Entries shown
__________________________________________________
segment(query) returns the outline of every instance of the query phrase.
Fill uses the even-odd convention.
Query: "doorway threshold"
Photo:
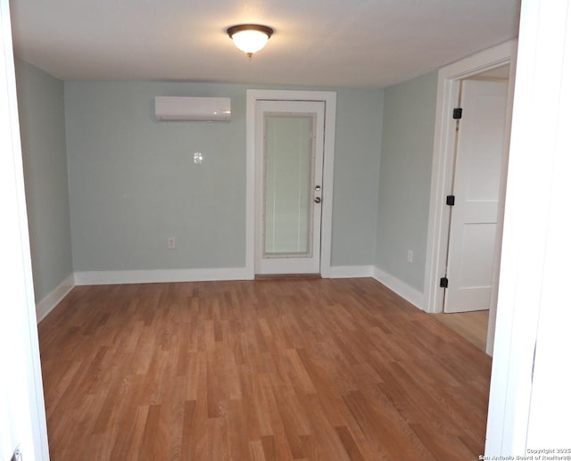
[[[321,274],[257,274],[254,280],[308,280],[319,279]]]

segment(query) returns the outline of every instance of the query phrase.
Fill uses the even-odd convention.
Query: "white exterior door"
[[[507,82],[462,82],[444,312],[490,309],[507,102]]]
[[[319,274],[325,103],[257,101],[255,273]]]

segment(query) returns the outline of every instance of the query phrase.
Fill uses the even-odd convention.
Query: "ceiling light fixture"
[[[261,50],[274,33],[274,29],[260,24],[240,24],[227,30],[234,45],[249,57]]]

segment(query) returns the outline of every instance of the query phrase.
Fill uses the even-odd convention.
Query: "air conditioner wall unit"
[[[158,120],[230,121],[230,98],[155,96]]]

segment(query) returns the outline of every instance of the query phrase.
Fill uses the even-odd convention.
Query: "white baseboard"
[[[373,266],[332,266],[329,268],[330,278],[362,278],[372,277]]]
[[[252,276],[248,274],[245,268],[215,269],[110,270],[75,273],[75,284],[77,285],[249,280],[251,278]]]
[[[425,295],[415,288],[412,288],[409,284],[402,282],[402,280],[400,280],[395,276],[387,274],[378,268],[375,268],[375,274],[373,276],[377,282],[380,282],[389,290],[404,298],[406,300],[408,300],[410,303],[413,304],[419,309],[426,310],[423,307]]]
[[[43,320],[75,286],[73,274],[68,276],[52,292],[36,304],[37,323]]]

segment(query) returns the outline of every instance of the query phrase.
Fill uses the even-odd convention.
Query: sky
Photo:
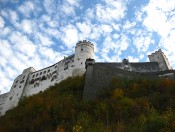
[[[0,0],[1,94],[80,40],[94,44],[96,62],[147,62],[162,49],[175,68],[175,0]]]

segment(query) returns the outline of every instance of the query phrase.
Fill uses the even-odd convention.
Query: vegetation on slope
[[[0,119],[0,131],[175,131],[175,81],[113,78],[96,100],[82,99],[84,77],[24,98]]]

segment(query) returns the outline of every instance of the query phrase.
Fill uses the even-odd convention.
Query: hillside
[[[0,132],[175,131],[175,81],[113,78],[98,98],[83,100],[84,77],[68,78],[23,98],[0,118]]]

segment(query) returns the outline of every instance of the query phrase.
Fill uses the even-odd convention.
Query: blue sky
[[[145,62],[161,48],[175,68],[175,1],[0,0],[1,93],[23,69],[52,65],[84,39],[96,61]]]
__________________________________________________
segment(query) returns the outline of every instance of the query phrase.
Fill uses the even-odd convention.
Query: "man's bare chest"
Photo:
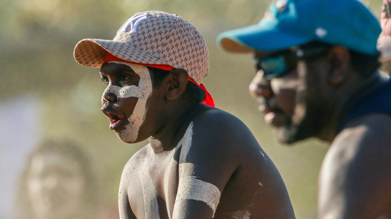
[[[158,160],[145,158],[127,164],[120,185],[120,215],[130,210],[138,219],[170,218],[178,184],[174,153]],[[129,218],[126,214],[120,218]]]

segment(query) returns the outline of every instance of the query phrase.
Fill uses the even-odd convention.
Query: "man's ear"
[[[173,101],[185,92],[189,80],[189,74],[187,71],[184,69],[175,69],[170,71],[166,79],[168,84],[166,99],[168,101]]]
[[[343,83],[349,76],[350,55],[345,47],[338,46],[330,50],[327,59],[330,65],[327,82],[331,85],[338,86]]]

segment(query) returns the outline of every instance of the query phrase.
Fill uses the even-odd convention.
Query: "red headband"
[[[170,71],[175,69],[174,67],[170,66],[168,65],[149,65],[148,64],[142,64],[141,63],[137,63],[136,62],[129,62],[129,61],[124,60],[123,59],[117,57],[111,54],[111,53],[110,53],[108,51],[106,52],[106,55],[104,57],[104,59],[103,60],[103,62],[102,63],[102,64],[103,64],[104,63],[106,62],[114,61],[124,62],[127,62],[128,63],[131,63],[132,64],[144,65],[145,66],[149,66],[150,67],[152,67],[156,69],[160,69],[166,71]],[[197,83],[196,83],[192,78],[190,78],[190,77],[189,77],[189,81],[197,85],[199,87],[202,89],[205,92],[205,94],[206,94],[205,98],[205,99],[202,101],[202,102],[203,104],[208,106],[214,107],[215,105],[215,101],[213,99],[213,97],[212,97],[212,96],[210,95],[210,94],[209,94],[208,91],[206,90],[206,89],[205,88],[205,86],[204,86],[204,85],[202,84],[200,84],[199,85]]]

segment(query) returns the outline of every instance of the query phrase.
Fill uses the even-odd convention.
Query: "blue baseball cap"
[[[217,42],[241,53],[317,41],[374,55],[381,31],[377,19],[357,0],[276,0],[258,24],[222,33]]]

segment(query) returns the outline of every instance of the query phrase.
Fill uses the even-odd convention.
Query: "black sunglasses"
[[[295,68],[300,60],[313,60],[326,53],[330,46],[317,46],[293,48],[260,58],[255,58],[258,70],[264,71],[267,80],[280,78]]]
__________________________________________________
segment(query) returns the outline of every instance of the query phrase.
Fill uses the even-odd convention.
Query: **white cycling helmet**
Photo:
__________________________________________________
Exercise description
Return each line in the items above that contains the word "white", copied in full.

Solution to this problem
Query: "white exterior door"
Query: "white baseboard"
Query: **white cycling helmet**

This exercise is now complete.